> _SUPPLIED MATERIAL_
···

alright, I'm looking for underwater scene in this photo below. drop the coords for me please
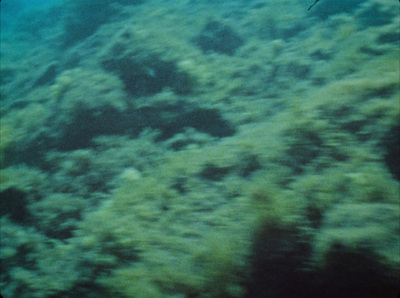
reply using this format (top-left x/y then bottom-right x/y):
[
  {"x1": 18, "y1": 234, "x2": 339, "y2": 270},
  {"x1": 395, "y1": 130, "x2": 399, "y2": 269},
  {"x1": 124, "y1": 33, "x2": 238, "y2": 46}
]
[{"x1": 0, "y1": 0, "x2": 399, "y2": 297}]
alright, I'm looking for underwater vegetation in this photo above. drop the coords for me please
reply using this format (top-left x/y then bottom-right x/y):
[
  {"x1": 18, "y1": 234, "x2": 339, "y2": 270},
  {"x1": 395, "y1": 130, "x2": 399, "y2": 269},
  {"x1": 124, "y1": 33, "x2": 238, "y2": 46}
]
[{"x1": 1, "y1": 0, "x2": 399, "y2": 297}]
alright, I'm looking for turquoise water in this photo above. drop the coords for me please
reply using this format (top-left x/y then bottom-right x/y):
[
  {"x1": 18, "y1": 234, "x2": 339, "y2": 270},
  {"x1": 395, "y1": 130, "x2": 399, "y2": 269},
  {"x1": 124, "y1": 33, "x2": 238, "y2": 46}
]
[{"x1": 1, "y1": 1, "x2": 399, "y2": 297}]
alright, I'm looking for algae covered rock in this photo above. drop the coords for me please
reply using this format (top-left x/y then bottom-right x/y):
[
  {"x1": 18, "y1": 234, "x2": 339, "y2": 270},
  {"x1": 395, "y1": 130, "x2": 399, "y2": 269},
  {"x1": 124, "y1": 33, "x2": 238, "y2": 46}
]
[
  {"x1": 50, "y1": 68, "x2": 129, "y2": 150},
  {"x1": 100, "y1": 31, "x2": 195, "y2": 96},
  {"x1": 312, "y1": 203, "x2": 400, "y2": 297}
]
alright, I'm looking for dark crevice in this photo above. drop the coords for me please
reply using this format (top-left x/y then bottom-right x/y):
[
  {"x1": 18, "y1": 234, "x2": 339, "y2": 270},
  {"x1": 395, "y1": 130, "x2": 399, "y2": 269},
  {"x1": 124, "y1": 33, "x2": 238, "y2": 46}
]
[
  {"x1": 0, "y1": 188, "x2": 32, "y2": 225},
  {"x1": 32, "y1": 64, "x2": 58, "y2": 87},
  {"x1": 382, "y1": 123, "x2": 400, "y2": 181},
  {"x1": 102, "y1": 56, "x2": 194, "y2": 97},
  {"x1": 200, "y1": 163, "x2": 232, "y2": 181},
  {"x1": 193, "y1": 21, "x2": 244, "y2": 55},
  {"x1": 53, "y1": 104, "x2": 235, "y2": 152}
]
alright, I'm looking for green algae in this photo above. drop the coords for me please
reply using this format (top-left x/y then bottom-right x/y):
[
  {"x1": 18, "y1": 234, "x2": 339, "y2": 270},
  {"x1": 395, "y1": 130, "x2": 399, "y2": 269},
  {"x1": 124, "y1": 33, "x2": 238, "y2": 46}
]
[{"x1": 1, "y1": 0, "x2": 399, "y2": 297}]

···

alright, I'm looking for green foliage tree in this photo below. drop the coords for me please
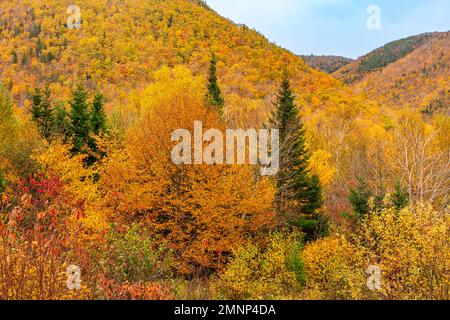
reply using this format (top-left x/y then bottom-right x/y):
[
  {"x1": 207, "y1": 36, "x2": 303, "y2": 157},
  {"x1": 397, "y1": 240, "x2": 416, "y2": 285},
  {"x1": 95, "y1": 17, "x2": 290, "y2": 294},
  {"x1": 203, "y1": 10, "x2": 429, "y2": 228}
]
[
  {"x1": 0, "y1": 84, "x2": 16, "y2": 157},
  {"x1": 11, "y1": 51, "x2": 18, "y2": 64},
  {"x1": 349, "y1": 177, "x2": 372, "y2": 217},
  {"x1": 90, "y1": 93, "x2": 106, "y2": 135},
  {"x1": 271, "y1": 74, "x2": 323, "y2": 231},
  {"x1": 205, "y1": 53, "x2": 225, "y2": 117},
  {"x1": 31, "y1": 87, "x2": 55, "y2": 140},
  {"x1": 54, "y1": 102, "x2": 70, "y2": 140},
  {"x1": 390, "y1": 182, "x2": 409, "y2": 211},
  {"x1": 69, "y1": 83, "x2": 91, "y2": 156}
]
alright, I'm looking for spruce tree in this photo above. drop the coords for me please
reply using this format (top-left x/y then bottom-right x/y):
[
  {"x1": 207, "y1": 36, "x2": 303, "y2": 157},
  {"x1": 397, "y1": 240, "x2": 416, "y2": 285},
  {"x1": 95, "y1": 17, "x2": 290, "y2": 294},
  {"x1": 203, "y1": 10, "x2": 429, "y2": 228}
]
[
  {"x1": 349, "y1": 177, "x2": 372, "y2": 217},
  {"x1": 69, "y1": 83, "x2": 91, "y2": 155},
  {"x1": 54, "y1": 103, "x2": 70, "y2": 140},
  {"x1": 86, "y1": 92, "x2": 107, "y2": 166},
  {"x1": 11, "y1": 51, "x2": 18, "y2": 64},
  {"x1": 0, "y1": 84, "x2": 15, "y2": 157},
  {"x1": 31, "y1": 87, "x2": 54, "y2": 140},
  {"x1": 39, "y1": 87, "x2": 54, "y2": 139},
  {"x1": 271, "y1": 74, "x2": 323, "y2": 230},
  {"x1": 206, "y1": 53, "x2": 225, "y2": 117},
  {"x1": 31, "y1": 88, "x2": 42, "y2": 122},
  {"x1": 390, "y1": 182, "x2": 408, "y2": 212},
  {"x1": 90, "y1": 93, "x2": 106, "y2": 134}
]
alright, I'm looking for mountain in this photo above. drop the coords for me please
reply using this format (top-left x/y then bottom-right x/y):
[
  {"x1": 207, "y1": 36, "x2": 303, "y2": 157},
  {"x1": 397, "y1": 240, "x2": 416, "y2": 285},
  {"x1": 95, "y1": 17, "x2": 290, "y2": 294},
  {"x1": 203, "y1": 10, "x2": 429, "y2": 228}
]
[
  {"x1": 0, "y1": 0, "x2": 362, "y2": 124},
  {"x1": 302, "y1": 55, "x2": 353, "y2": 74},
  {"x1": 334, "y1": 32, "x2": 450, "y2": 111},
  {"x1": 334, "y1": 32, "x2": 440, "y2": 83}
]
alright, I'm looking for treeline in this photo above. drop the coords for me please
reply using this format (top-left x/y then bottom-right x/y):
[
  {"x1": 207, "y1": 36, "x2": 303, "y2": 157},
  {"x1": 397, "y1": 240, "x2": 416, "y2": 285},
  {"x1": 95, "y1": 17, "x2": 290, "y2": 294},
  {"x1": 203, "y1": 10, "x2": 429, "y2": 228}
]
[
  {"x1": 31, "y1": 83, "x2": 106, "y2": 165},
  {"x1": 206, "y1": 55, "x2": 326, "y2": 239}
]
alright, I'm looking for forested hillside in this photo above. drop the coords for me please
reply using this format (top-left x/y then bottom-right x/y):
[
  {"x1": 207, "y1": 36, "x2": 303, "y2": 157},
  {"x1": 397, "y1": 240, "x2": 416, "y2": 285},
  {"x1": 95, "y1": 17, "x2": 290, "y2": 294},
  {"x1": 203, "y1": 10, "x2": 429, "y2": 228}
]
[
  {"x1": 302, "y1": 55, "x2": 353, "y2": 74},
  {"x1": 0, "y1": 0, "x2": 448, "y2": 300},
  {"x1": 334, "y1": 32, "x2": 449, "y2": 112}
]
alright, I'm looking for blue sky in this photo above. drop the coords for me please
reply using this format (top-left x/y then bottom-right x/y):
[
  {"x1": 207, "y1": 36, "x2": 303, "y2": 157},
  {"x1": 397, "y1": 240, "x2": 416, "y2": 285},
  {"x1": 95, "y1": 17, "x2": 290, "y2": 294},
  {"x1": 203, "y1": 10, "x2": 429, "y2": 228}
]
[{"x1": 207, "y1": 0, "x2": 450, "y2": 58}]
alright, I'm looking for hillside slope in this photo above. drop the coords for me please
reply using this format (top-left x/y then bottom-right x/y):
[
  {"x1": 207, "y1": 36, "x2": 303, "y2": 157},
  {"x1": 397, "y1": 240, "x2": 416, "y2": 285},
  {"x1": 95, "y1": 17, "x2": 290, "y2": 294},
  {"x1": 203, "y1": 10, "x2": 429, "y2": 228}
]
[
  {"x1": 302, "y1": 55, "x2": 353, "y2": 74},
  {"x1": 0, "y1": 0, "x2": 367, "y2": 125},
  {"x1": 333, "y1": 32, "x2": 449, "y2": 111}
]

···

> _WHAT THIS TASK INVOLVES_
Report the lines above that contain "underwater".

> _YOUR SOLUTION_
alright, I'm looking for underwater scene in this photo below. drop the coords for me please
alright, I'm looking for underwater vegetation in this photo above. drop the coords for me please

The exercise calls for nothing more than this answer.